ACTIVIDAD 1: Cita del texto sobre la economía estancada todo lo que va desde "El detalle sectorial" hasta "leve de 0.8%.".
ACTIVIDAD 2: Explica en una a tres oraciones por qué, según el texto sobre la economía estancada, las cifras sin ajuste estacional dan un balance todavía más pesimista.

El taxi y la economía estancada

“Llevo tres horas conectado y apenas dos viajes”, me dice Mario, un conductor de Uber en la Ciudad de México. Son las diez de la mañana de un martes cualquiera y el tránsito, que solía ser una señal inequívoca de actividad económica, parece más fluido de lo que debería, aunque va a vuelta de rueda. “Antes, a esta hora ya había hecho cuatro o cinco. Ahora apenas sale para la gasolina.”
La anécdota de Mario refleja lo que los datos confirman: la economía mexicana se ha estancado. De acuerdo con el Indicador Global de la Actividad Económica (IGAE) publicado por el INEGI, en agosto de 2025 la economía apenas creció 0.6% respecto al mes previo, y no tuvo variación anual. En otras palabras, el país está produciendo lo mismo que hace un año, pese a un entorno inflacionario, una población mayor y una creciente demanda de servicios digitales y presenciales.
El detalle sectorial muestra el contraste: mientras las actividades primarias, como la agricultura, avanzaron más de 15% anual, las actividades secundarias, que incluyen la industria, la construcción y la manufactura, cayeron 2.7%. Los servicios (terciarias) apenas crecieron 0.8%. Y si analizamos las cifras sin ajuste estacional, el balance es todavía más pesimista: el IGAE se redujo 0.9% respecto a agosto de 2024, con una caída acumulada de 0.1% en los primeros ocho meses del año.
Un mes después, el Indicador Oportuno de la Actividad Económica (IOAE) confirmó la tendencia: para septiembre, el INEGI anticipa una contracción anual de 0.6% y apenas un avance mensual de 0.1%. El golpe viene, otra vez, del lado industrial, una caída estimada de 3% anual en las actividades secundarias, mientras los servicios mantienen un crecimiento leve de 0.8%.

Entradas del conjunto de datos:
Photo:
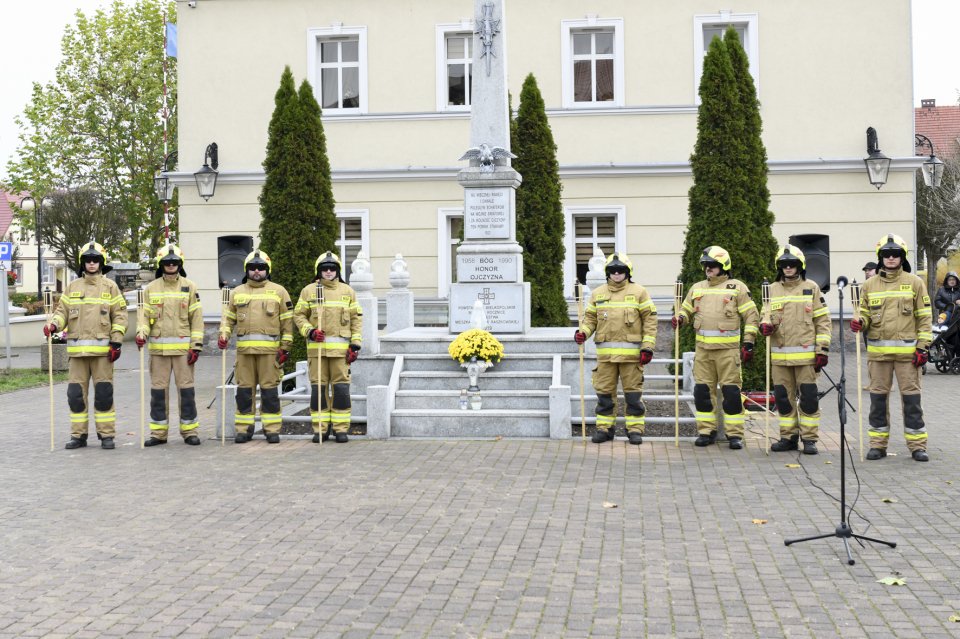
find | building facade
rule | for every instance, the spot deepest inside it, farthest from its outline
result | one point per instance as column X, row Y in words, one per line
column 619, row 80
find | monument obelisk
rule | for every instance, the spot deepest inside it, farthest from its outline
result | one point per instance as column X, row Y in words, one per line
column 489, row 260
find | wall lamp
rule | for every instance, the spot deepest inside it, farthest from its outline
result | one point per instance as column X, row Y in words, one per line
column 932, row 169
column 161, row 182
column 878, row 165
column 206, row 177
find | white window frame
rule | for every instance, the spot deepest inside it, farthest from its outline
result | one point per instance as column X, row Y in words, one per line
column 446, row 248
column 444, row 30
column 751, row 43
column 314, row 38
column 569, row 230
column 567, row 29
column 341, row 242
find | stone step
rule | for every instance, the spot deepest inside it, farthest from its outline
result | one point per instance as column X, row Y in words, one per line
column 456, row 380
column 443, row 362
column 470, row 423
column 450, row 399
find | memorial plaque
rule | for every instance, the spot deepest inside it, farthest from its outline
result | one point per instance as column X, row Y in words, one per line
column 492, row 267
column 486, row 213
column 503, row 304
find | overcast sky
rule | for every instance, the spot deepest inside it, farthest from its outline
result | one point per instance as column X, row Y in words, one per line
column 30, row 50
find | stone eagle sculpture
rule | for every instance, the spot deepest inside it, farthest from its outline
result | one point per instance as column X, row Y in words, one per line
column 486, row 156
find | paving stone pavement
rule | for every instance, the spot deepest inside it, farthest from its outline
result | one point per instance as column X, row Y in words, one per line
column 462, row 539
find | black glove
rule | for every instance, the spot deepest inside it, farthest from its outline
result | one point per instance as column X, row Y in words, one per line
column 353, row 353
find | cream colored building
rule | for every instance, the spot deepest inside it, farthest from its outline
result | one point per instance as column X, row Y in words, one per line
column 620, row 84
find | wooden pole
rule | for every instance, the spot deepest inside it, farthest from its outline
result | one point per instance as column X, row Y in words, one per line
column 855, row 298
column 578, row 288
column 766, row 391
column 224, row 304
column 143, row 400
column 48, row 307
column 677, row 303
column 320, row 388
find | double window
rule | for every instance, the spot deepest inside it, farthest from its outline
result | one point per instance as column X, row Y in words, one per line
column 592, row 58
column 455, row 68
column 337, row 68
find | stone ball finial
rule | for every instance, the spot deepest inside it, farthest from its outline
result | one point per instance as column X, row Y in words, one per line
column 399, row 275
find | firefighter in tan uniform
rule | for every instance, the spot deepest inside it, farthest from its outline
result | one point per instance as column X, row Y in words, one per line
column 173, row 333
column 623, row 320
column 895, row 312
column 262, row 313
column 798, row 325
column 717, row 306
column 94, row 313
column 328, row 316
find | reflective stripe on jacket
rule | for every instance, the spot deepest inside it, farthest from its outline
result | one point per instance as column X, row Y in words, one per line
column 717, row 307
column 94, row 313
column 896, row 313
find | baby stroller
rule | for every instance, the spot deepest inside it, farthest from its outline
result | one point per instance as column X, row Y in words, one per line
column 945, row 348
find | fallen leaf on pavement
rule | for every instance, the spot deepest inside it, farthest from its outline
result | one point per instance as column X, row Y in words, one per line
column 892, row 581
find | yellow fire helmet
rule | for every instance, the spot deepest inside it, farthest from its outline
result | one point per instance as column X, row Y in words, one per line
column 718, row 255
column 169, row 253
column 256, row 258
column 893, row 242
column 92, row 249
column 618, row 261
column 329, row 259
column 790, row 254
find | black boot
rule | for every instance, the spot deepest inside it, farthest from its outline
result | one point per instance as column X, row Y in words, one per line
column 77, row 442
column 706, row 440
column 602, row 435
column 785, row 444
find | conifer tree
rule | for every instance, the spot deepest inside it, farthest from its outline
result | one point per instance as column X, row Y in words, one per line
column 539, row 211
column 297, row 221
column 729, row 200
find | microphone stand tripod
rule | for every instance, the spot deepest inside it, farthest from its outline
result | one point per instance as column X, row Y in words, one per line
column 843, row 530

RESULTADO 1:
El detalle sectorial muestra el contraste: mientras las actividades primarias, como la agricultura, avanzaron más de 15% anual, las actividades secundarias, que incluyen la industria, la construcción y la manufactura, cayeron 2.7%. Los servicios (terciarias) apenas crecieron 0.8%. Y si analizamos las cifras sin ajuste estacional, el balance es todavía más pesimista: el IGAE se redujo 0.9% respecto a agosto de 2024, con una caída acumulada de 0.1% en los primeros ocho meses del año.
Un mes después, el Indicador Oportuno de la Actividad Económica (IOAE) confirmó la tendencia: para septiembre, el INEGI anticipa una contracción anual de 0.6% y apenas un avance mensual de 0.1%. El golpe viene, otra vez, del lado industrial, una caída estimada de 3% anual en las actividades secundarias, mientras los servicios mantienen un crecimiento leve de 0.8%.

RESULTADO 2: Sin ajuste estacional, el IGAE se redujo 0.9% respecto a agosto de 2024. Además, acumuló una caída de 0.1% en los primeros ocho meses del año.